- _Excerpt provided_
----

Hill in the U.S. state of Massachusetts

Pine Hill, in Bourne, Massachusetts, United States, is the highest point in Barnstable County and, by extension, Cape Cod. At 306 ft, it is higher than Dennis's 160 ft Scargo Hill, sometimes thought to be the highest on the peninsula, among other local favorites.

It is located off Frank Perkins Road, within the Camp Edwards portion of the Massachusetts Military Reservation. Access to it is restricted, not only because it is on a military facility but because it lies at the rear of an artillery range.

==Natural history and geography==
The hill is part of Buzzards Bay Moraine, created over ten thousand years ago by retreating glaciers at the end of the last ice age. It is 2 mi inland from Buzzards Bay itself and a mile from Massachusetts Route 28. The area is distinguished by sandy soil, bouldery till and an abundance of the pitch pine that gives the hill its name. Lower, hummocky hills and a few small glacial ponds make up the surrounding landscape.

----

- _Data records_

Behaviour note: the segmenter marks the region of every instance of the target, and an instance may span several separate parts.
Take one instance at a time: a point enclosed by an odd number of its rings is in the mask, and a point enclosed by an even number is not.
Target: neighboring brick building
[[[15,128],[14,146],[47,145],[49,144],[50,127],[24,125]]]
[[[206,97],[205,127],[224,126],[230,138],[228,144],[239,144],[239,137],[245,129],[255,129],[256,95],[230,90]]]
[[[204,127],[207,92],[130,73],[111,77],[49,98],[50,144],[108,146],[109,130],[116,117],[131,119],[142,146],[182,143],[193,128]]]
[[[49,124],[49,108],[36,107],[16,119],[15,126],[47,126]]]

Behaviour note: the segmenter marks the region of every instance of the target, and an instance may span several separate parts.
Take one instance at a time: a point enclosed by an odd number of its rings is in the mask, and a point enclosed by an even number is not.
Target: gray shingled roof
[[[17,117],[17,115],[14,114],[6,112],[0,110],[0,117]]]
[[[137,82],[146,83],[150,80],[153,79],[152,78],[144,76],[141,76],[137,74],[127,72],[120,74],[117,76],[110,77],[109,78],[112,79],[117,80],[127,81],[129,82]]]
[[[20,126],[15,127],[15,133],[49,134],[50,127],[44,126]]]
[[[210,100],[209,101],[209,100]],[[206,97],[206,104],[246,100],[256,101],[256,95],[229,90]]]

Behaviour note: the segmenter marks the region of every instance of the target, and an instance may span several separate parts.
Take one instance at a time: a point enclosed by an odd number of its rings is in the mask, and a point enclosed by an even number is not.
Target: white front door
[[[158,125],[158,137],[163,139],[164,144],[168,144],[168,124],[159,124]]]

----

- _Problem description_
Please write out the Pine Hill text again from "It is located" to "the surrounding landscape.", switching "pitch pine" to "white pine".

- _Written response_
It is located off Frank Perkins Road, within the Camp Edwards portion of the Massachusetts Military Reservation. Access to it is restricted, not only because it is on a military facility but because it lies at the rear of an artillery range.

==Natural history and geography==
The hill is part of Buzzards Bay Moraine, created over ten thousand years ago by retreating glaciers at the end of the last ice age. It is 2 mi inland from Buzzards Bay itself and a mile from Massachusetts Route 28. The area is distinguished by sandy soil, bouldery till and an abundance of the white pine that gives the hill its name. Lower, hummocky hills and a few small glacial ponds make up the surrounding landscape.